(What to produce): Return, word for word, the passage of the article on digital footprints that opens with the words containing "But most people" and closes with "service or information.".

(Source passage):

Hansel and Gretel left a breadcrumb trail before they got to a witch’s candy house. Just like these siblings from the famous story, we’re leaving a trail of cookies for someone to follow while we’re getting candy for our brains. It doesn’t matter if we’re connecting to a public Wi-Fi, clicking on a link through email, or playing a game. The cookies on our devices know what we’re up to.
In the case of Hansel and Gretel, the breadcrumbs were gone, and they couldn’t find their way back. But in the modern age, once you accept a cookie, it stays on your device until you delete it. Because almost no one deletes their cookies unless they run into a problem, there’s a digital footprint of every action you take. Social media companies, government agencies, marketers, and hackers know what you’re doing at all times.
Since that information can fall into the wrong hands, you can become a victim of fraud or identity theft. If you buy loads of sneakers, a scammer that’s tracking you can send an email with a discount link. When you click and add your information, their phishing attack succeeds, and your bank account gets drained.
There are many variations to phishing attacks, and they can do anything from stealing money to your login credentials or your identity, which is the worst of all three.
Even though it’s impossible to completely conceal your digital footprint, you can do a few things to protect and reduce it. Here are 5 tips for enjoying the internet without someone being on your trail.
Reduce Social Sharing
What used to be the bar, nightclub, park, or any other facility where people gather has transitioned to social media. Twitter, Instagram, TikTok, and Facebook are the places where people hang out and share every single detail about their life. Everyone has that friend who’s always oversharing. Every single thought in the day, every drink they have, and every meal they eat. We can all agree that’s a step too far.
But most people overshare without posting about their meals, thoughts, or drinks. Liking the car brand you drive, the bank you use, healthcare providers, and joining groups related to your interests creates a digital footprint. Cybercriminals can gain insight and target you if you make that information public. Make sure you enable settings that keep your likes and interactions private.
Be Careful When Filling Out Forms
Any submissions you fill out expand your digital footprint. Often, you need to insert your name, email, company data, and demographics when filling out forms. If the company that issued the form gets breached, your data automatically falls into the wrong hands. Think carefully when you need to submit a form to unlock a service or information.
Of course, there is a workaround, which is using a fake name and email. Create a burner account for subscribing to random newsletters and filling out forms. That way, even if there is a breach, your real information will be safe and sound.
Don’t Use Social Logins
Loads of apps or services allow you to log in with Google, Facebook, or Twitter. That’s convenient but incredibly dangerous. Let’s say you connect your Facebook account to a random service. Immediately, they’ll find out everything Meta knows about you.
Just so you know, they’ve got around 52000 data points to track each person. In the case of a breach, a hacker could take control of information, and they’ll know everything about you. Starting with your browsing habits, likes, dislikes, friends, and family, up to your passwords and messages. Like in the previous tip, use a burner email address, or create a main account.
Use A VPN
Every time you visit a website, you share your IP address in exchange for information. An IP address by itself doesn’t mean much. But it can turn into a real problem if a hacker decides to pull that thread. It’s the starting point for your digital identity, and if you’re not using a VPN, they can easily uncover more personal information about you.

(Record extracts):
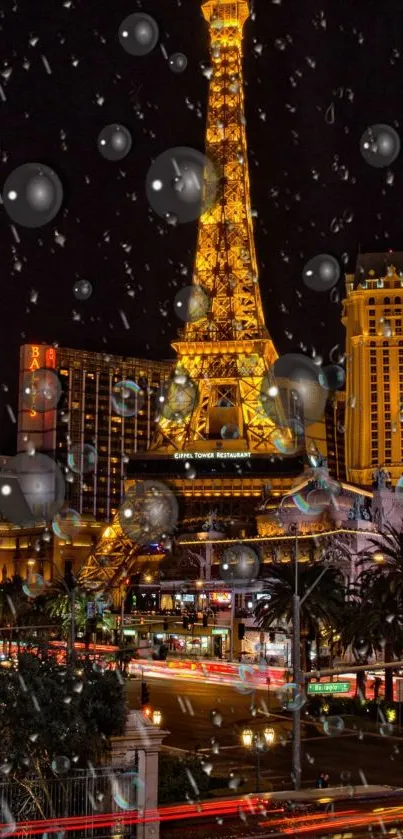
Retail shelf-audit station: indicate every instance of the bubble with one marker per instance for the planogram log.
(66, 523)
(41, 390)
(380, 145)
(298, 699)
(230, 431)
(247, 685)
(332, 377)
(177, 62)
(192, 303)
(8, 822)
(114, 142)
(41, 482)
(124, 790)
(177, 398)
(60, 764)
(34, 585)
(289, 439)
(332, 726)
(216, 718)
(302, 374)
(148, 512)
(127, 398)
(138, 34)
(386, 729)
(32, 195)
(321, 273)
(82, 459)
(239, 563)
(399, 486)
(82, 289)
(181, 184)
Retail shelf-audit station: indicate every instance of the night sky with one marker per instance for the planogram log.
(312, 190)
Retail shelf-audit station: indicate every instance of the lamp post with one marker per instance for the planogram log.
(258, 742)
(157, 717)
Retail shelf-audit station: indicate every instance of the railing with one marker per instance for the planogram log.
(86, 793)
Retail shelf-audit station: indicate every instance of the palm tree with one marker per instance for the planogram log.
(319, 609)
(377, 618)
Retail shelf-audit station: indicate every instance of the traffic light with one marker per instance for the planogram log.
(241, 631)
(145, 694)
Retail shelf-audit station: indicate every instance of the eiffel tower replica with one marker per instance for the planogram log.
(227, 441)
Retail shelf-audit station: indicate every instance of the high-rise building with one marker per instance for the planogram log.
(84, 420)
(212, 417)
(373, 317)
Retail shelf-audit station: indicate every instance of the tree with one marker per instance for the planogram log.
(48, 712)
(319, 610)
(380, 584)
(181, 779)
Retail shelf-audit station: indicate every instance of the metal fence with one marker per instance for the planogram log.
(86, 793)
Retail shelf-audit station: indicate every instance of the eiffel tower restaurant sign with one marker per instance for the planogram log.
(211, 455)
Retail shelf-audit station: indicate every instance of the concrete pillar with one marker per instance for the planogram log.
(142, 741)
(147, 798)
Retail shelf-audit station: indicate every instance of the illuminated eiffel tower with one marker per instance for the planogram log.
(224, 357)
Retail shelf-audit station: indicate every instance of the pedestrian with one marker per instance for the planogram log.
(320, 781)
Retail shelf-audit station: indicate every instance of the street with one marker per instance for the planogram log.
(187, 708)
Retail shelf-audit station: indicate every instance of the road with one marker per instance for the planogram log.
(187, 708)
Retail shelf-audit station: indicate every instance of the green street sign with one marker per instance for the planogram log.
(328, 687)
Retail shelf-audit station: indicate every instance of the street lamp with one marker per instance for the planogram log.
(157, 718)
(258, 742)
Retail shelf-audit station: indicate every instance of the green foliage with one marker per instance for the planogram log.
(174, 781)
(48, 711)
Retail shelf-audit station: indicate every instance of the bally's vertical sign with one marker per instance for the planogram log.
(35, 424)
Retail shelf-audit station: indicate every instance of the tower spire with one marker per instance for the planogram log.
(228, 352)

(Written solution):
But most people overshare without posting about their meals, thoughts, or drinks. Liking the car brand you drive, the bank you use, healthcare providers, and joining groups related to your interests creates a digital footprint. Cybercriminals can gain insight and target you if you make that information public. Make sure you enable settings that keep your likes and interactions private.
Be Careful When Filling Out Forms
Any submissions you fill out expand your digital footprint. Often, you need to insert your name, email, company data, and demographics when filling out forms. If the company that issued the form gets breached, your data automatically falls into the wrong hands. Think carefully when you need to submit a form to unlock a service or information.